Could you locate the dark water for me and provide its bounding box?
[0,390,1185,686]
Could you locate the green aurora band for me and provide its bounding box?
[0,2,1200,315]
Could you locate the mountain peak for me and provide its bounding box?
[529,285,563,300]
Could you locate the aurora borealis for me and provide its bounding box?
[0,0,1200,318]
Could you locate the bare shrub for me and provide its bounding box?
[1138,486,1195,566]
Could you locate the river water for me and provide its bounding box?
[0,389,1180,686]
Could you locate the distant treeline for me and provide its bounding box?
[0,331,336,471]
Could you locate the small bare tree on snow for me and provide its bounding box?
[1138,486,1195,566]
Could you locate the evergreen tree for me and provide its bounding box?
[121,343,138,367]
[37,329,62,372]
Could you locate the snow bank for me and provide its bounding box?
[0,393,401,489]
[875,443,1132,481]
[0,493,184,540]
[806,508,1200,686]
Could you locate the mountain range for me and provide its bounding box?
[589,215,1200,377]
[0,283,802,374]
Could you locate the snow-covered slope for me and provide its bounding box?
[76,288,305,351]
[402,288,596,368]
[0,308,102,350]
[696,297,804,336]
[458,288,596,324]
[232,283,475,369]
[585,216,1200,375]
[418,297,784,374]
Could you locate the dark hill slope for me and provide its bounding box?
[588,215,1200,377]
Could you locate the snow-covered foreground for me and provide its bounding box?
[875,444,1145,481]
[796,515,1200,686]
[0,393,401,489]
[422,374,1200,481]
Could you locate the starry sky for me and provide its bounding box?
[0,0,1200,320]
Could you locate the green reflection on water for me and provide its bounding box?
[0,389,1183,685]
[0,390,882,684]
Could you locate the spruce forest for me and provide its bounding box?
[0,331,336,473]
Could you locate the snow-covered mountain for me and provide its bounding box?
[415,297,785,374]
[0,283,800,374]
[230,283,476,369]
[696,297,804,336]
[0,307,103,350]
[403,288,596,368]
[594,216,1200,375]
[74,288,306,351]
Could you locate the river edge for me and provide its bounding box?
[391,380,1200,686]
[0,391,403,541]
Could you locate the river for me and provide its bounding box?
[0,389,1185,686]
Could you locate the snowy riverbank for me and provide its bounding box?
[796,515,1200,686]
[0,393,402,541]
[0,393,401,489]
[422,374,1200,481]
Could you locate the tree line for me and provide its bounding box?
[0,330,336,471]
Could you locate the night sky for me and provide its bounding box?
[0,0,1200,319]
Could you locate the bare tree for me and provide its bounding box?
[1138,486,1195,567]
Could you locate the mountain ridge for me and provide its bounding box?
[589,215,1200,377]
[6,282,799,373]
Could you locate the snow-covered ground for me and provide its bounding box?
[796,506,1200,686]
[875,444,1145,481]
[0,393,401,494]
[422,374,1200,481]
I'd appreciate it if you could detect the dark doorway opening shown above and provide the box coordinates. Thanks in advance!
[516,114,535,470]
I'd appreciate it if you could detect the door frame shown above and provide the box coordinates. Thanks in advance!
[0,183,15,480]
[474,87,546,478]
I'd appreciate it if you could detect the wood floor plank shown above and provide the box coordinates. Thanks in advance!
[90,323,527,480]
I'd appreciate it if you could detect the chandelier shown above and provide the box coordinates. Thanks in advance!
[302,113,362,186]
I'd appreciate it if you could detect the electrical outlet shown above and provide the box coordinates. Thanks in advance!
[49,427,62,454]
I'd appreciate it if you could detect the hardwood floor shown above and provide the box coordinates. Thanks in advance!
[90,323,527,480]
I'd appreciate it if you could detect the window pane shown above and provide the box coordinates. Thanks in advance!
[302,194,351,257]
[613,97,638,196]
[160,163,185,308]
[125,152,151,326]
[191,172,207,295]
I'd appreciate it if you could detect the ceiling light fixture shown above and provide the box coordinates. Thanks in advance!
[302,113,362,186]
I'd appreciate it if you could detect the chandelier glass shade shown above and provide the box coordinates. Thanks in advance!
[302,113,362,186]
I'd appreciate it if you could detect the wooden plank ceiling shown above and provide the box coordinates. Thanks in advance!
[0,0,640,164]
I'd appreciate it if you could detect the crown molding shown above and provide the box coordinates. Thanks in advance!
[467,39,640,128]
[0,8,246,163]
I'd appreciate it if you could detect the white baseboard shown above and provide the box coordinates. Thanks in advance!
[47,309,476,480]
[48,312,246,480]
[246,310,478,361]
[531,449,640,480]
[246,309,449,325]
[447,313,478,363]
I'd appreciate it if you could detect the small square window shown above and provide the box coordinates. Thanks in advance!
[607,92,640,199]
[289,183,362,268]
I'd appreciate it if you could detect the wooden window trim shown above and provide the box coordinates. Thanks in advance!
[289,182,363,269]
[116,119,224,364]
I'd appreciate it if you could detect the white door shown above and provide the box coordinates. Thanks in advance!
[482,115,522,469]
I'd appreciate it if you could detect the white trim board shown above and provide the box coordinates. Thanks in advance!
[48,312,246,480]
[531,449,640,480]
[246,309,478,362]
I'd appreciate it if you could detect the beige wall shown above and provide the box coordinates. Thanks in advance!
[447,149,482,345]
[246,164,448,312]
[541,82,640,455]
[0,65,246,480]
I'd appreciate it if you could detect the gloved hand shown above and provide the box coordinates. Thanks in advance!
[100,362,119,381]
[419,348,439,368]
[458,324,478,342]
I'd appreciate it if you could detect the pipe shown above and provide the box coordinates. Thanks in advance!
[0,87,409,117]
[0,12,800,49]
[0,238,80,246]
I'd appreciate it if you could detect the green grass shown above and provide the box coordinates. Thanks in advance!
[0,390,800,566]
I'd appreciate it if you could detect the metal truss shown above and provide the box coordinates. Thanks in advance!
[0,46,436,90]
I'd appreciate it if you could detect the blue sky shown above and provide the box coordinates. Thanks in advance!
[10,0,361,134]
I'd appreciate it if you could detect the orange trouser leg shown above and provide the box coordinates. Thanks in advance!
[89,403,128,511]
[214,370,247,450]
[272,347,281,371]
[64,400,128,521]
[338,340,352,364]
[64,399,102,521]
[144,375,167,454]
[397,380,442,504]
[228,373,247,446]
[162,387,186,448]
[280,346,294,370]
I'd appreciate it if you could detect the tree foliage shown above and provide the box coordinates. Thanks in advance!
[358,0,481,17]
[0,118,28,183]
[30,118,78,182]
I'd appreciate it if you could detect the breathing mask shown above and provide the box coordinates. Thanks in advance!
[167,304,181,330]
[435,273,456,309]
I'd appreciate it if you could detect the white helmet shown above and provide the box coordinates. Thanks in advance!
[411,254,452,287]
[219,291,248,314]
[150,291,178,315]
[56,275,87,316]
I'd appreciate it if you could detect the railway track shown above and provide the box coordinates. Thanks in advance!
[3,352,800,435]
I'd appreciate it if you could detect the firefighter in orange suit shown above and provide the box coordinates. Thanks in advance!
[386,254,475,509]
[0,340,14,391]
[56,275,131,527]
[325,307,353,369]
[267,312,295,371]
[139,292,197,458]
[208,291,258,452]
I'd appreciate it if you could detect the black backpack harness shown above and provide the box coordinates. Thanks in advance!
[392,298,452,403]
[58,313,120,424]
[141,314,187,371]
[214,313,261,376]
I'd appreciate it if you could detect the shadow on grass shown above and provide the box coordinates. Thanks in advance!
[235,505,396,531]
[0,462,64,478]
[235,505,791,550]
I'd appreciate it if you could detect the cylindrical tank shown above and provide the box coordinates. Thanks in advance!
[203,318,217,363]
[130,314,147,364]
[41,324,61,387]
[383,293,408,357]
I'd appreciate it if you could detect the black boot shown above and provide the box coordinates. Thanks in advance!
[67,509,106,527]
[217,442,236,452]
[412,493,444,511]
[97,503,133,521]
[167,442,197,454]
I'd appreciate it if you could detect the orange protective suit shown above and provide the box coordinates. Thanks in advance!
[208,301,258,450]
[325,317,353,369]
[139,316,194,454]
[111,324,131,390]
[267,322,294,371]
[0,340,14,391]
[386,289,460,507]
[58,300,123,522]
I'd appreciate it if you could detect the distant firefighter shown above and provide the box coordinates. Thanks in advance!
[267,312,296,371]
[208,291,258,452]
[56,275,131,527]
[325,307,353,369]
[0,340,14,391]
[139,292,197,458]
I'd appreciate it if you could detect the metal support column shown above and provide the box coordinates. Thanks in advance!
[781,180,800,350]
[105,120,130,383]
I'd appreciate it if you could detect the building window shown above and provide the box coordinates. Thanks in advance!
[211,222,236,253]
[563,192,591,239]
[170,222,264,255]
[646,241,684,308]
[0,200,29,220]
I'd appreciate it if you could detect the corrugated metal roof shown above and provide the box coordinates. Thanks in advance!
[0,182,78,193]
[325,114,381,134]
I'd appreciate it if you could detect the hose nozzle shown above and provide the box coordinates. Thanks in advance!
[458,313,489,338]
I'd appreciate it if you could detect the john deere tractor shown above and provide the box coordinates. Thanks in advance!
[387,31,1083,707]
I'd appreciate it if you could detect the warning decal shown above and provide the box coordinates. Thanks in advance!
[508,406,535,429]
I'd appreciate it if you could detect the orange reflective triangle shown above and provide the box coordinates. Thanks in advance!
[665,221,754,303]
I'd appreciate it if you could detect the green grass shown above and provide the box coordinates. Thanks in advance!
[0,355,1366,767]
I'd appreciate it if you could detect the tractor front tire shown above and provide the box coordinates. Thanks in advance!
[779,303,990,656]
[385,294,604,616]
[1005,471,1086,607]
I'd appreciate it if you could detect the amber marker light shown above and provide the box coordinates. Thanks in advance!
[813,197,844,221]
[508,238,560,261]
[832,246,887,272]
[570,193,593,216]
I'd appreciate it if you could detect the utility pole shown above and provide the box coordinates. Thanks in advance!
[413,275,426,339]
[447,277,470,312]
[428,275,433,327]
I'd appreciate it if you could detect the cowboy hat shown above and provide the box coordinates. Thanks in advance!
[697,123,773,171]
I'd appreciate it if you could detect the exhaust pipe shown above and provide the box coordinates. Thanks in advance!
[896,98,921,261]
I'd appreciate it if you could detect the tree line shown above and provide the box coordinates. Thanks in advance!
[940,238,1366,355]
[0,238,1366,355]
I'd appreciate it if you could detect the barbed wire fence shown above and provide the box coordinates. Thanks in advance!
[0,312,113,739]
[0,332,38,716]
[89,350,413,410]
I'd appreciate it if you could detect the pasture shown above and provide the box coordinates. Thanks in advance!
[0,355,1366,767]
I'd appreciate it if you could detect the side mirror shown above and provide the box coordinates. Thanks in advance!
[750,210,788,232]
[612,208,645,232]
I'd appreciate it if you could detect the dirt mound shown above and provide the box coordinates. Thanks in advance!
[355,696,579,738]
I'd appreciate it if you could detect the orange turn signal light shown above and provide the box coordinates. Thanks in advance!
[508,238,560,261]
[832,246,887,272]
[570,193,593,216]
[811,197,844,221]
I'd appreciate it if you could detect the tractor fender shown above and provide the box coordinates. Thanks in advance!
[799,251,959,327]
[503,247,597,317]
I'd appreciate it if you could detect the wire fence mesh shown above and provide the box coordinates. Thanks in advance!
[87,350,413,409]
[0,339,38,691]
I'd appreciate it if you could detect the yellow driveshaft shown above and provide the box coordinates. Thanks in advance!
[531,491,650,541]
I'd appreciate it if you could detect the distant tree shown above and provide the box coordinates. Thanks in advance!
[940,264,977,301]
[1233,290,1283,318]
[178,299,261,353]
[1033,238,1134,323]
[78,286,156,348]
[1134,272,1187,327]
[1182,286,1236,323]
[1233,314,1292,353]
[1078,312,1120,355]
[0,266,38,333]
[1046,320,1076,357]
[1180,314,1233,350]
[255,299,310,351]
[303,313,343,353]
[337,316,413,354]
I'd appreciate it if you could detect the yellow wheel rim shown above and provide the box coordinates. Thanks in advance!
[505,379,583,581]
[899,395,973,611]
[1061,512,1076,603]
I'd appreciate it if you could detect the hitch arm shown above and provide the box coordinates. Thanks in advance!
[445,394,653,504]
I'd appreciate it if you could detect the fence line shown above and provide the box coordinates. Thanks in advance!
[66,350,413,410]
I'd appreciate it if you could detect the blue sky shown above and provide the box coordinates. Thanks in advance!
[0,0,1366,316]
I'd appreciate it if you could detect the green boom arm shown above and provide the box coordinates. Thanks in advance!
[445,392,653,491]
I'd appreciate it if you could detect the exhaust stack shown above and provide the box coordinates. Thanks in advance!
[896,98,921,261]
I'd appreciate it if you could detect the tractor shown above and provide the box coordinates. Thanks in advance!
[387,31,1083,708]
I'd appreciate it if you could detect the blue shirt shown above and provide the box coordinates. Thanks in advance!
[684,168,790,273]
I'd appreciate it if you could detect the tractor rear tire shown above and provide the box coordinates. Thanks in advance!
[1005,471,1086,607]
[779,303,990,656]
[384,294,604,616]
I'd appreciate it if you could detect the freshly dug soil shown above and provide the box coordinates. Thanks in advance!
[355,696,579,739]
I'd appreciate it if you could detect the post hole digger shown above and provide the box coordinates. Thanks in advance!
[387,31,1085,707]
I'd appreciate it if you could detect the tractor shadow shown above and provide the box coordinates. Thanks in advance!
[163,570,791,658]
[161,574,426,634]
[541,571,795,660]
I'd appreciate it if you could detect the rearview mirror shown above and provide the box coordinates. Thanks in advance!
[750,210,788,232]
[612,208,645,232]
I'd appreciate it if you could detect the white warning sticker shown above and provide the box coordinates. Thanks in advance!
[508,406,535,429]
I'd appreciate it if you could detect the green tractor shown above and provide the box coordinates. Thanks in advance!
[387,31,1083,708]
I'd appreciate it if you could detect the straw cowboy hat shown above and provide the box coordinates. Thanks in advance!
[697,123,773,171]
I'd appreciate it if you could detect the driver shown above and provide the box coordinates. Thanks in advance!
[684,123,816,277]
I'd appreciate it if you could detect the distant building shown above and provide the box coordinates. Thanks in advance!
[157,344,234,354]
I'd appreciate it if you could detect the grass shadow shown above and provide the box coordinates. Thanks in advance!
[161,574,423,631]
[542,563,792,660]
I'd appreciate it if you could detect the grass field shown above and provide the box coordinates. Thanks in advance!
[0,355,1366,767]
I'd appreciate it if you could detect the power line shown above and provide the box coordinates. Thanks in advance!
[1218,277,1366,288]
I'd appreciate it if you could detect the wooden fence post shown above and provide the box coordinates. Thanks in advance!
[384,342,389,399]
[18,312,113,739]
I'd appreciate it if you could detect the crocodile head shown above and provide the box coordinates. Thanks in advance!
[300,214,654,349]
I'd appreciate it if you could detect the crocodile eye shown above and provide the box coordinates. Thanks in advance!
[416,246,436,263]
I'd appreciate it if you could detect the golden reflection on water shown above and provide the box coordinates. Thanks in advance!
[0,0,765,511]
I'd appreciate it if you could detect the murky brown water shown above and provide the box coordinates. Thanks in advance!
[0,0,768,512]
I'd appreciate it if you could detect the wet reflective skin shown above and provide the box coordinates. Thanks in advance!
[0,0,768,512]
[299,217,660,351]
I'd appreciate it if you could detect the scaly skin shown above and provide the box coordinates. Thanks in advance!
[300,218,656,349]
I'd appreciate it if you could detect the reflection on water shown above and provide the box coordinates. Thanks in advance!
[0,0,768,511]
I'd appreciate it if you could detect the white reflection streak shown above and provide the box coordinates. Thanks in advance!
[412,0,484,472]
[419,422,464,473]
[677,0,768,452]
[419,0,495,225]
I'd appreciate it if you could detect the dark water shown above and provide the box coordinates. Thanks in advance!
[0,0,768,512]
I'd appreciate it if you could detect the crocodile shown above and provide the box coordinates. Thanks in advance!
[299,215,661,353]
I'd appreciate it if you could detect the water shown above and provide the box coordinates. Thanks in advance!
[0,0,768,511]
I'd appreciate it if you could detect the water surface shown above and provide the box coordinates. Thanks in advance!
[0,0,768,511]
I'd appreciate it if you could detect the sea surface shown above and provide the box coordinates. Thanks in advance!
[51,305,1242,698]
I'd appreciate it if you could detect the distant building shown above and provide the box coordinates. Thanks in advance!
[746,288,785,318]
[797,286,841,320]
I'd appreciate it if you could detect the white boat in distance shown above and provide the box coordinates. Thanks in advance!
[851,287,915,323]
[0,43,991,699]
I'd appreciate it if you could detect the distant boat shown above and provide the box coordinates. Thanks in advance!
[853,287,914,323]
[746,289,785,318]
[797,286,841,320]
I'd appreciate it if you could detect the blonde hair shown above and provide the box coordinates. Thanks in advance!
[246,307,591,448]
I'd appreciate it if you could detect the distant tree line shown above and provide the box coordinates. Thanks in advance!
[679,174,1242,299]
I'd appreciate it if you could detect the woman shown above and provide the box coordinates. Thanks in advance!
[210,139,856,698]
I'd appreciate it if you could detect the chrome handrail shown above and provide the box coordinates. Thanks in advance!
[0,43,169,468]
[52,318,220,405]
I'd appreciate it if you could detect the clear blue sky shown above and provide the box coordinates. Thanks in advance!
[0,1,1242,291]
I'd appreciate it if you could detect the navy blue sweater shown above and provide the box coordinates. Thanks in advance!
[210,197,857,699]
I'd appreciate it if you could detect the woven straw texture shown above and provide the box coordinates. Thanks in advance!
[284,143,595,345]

Request:
Could you copy out word for word the material starting at the line that contains "I'd appreciate it if you could detect the crocodile shown" and continuing through its final line, including both of those lines?

In response:
I'd appreciate it if you could detect the crocodile shown above and provide the box coordinates. Thanks in advance!
[299,215,661,353]
I'd appreciate it if you could detect the water shown above and provide the box coordinates. Thanks in advance!
[0,0,768,511]
I'd appreciate it if you could detect the water surface shown above and provide the box coordinates. Thanks in advance!
[0,0,768,511]
I'd appreciate it if you could detect the sea surface shown above and provide the box coordinates. Thanks in advance!
[51,305,1242,698]
I'd appreciate it if you could detect the distant building shown above and provide the box coordinates. Thanks in advance!
[746,288,785,318]
[797,286,841,320]
I'd appreciate it if you could detect the white boat in distance shown above and provide the box coordinates. Thanks in advance!
[851,287,915,323]
[0,43,991,699]
I'd appreciate it if you could detect the distant boat shown above and provide the box coordinates. Thanks in advance!
[853,287,914,323]
[746,289,785,318]
[797,286,841,320]
I'd appreciate it if you could detect the blonde hair shown above and provide the box coordinates. Thanks in advance!
[246,307,591,448]
I'd appreciate it if you could detect the distant tree line shown above and provide the box coordinates. Thanks in advance!
[679,174,1242,299]
I'd appreciate it if you could detect the woman shown above and provide the box coordinates. Thanks in advance!
[210,139,856,698]
I'd appreciate it if you could detect the chrome handrail shown above and provide the box coordinates. Thanks in advance!
[0,43,169,468]
[52,318,220,405]
I'd appreciate it if you could detect the clear blue sky shown above and provide the box coordinates. Thanks in advance!
[0,1,1242,291]
I'd appreciate it if you could detect the navy blue sweater shown above and provide the box coordinates. Thanks in advance!
[210,197,857,699]
I'd appreciate it if you could detect the woven straw texture shown above and provide the box coordinates. Thanks in advance!
[284,143,595,345]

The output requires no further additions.